§ **Ausgewählter Auszug**:
Das dkw cottbus zeigt eine Werkschau des Fotokünstlers Manfred Paul © dpa / picture alliance / Bernd Settnik
Von Michaela Gericke · 28.05.2016
Bilder sind eine Möglichkeit, das Leben zu begreifen, sagt der Fotokünstler und studierte Kameramann Manfred Paul. Werden und Vergehen sind zentrale Motive seiner Arbeit. Das dkw cottbus zeigt jetzt eine Auswahl aus verschiedenen Werkzyklen Pauls.
Eine halbe, angebissene Birne, die Schale deutlich geschrumpelt; Blumen, die ihre verwelkten Blüten schon abgeworfen haben; eine Fischgräte auf weißem Teller; eine ausgepresste Pampelmuse: Schwarz-Weiß-Motive aus dem Zyklus "Stilleben", den Manfred Paul Ende Anfang der 80er-Jahre begann.
"Vielleicht sind Bilder eine Möglichkeit, überhaupt Leben zu begreifen. Zumindest Metaphern zu finden, wie man sich Leben erklärt und man stellt aber immer fest, dass es eigentlich nicht fassbar ist. Aber es ist ja so mit dem Werden und Vergehen, also überhaupt mit dem Vergehen, dass alles am Tod beendet wird. Das ist ja so auf der einen Seite was Phantastisches, Surreales, nicht Fassbares."
Der Prozess des Werdens und Vergehens - ein zentrales Motiv des studierten Kameramanns, der sich bereits als Abiturient philosophischen, existenziellen Fragen zuwandte. Aus der ländlichen Weite Sachsen-Anhalts zog er Ende der 60er Jahre nach Ost-Berlin. Wie manche seiner Kolleginnen flanierte er – immer die Kamera zur Hand –durch Straßen, fotografierte Hinterhöfe und stieß überall auf Mauern.

§ **Kurze Übung 1**: Übersetze aus dem Text über den Fotokünstler Manfred Paul diesen Satz ins Englische: „Werden und Vergehen sind zentrale Motive seiner Arbeit.“

Einträge mit Koordinatenmarkierungen:
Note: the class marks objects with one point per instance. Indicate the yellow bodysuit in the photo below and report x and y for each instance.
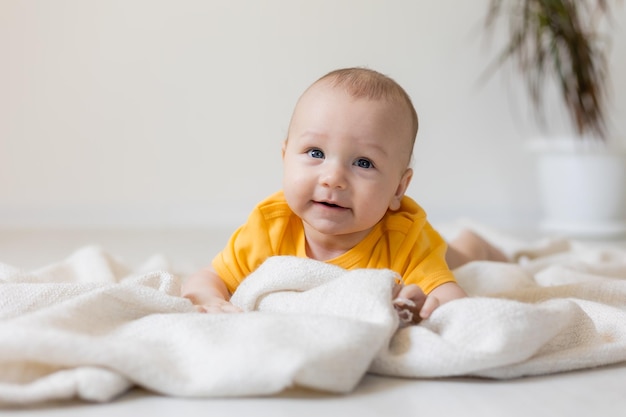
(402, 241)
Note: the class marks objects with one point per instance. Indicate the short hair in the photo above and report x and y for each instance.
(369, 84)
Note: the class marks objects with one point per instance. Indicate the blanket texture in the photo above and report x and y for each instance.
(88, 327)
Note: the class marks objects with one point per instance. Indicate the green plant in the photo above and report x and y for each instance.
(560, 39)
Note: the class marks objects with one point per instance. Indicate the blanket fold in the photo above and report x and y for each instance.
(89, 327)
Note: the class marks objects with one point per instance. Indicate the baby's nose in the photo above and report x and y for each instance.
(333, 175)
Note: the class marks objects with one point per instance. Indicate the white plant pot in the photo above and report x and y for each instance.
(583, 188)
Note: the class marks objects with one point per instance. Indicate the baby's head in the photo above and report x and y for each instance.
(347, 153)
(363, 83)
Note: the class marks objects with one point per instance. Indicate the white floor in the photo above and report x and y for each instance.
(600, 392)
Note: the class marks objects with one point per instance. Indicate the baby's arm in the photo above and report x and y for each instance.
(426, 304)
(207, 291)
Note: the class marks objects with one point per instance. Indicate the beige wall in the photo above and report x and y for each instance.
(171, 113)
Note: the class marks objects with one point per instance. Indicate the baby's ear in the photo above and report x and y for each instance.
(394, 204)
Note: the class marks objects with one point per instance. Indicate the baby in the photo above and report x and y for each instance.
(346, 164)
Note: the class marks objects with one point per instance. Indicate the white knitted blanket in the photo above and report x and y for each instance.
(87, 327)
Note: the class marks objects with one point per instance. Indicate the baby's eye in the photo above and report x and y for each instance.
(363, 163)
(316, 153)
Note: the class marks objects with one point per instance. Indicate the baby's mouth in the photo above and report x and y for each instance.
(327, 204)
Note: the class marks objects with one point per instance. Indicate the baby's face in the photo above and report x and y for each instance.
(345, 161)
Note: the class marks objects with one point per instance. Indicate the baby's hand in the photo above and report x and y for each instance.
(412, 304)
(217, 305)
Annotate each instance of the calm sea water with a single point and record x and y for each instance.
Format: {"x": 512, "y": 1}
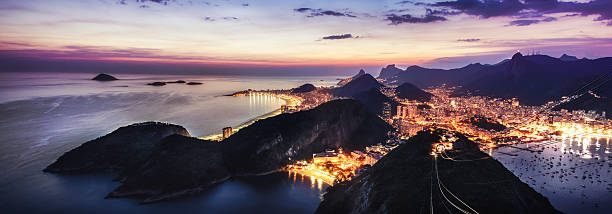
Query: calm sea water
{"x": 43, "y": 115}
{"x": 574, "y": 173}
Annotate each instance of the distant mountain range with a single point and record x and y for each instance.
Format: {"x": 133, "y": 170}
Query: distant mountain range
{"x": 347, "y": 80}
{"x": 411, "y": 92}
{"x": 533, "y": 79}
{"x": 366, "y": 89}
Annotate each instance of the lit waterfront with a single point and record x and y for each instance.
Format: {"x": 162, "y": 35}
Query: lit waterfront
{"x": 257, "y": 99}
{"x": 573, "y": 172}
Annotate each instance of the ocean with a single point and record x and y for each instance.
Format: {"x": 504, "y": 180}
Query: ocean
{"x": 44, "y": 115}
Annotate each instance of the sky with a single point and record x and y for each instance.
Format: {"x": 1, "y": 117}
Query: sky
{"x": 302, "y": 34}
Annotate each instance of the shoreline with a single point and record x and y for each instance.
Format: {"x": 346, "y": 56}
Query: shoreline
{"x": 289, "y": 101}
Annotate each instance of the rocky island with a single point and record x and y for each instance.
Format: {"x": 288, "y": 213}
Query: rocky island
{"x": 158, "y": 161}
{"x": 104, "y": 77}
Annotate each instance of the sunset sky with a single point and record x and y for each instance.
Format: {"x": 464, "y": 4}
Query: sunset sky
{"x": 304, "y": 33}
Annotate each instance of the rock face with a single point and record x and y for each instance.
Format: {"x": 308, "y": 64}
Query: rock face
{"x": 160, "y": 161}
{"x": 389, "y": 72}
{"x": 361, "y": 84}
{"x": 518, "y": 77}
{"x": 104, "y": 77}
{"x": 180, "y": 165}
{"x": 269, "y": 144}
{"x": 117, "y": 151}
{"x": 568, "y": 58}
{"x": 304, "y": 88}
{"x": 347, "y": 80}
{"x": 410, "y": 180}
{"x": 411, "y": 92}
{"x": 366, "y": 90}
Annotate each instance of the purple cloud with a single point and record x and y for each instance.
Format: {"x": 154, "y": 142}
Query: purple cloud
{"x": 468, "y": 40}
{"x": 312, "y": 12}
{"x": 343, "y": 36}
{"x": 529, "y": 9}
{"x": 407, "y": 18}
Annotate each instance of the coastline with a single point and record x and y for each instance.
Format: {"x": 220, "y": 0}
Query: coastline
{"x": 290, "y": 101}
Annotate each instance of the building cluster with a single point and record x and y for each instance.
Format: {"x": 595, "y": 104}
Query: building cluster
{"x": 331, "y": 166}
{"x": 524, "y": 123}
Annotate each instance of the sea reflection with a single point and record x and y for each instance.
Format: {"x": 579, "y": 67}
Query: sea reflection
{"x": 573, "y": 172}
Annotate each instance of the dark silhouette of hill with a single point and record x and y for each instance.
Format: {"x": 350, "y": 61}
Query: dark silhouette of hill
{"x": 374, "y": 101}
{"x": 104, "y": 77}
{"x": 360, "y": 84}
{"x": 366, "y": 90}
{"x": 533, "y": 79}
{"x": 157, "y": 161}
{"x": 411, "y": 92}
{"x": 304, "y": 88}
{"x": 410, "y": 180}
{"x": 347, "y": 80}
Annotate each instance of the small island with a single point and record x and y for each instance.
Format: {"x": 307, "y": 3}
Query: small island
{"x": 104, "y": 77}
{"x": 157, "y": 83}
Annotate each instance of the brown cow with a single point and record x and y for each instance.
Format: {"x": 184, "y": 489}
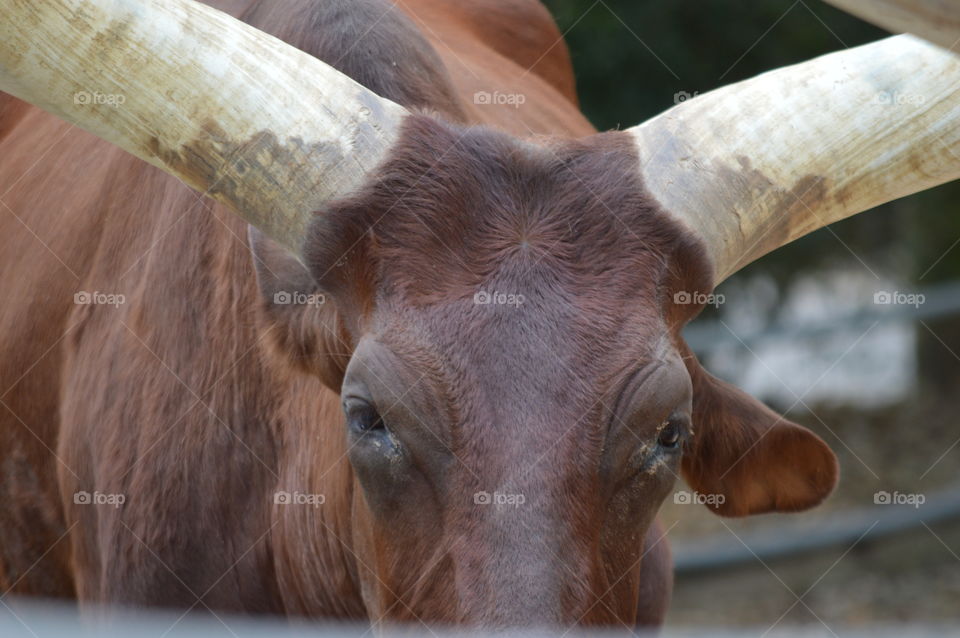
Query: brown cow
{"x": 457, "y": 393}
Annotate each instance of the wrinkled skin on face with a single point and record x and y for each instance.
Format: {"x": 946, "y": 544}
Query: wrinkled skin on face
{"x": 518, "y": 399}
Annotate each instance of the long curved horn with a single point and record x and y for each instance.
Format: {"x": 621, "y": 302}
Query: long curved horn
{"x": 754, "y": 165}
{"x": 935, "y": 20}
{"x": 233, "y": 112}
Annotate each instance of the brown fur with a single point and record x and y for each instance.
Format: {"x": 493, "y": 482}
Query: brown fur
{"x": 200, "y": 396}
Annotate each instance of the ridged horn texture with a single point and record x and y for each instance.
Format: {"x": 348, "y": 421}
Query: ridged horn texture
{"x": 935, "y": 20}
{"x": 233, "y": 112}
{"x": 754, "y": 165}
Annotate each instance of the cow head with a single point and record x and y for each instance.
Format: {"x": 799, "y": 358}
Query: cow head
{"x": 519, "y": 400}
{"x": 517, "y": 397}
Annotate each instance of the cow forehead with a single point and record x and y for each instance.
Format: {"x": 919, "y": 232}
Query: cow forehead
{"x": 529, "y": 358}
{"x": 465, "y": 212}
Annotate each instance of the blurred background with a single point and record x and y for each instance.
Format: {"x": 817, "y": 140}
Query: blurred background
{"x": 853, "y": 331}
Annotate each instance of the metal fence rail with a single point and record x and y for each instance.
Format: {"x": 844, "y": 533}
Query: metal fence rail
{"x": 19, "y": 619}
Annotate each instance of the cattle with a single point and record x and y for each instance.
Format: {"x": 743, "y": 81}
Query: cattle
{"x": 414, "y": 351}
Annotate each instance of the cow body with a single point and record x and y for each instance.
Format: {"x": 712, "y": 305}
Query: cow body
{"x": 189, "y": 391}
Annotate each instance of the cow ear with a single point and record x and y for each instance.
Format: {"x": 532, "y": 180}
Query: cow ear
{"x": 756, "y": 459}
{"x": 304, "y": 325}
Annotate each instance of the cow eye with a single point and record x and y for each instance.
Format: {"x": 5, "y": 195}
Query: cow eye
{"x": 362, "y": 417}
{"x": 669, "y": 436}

§ **Kurze Übung 2**: Zähle, in wie vielen Zeilen der Einträge das Wort „cattle“ vorkommt, und gib nur diese Zahl an. Groß- und Kleinschreibung zählt.

§ **Lösung der Aufgabe 1**: Becoming and passing away are central motifs of his work.

§ **Lösung der Aufgabe 2**: 2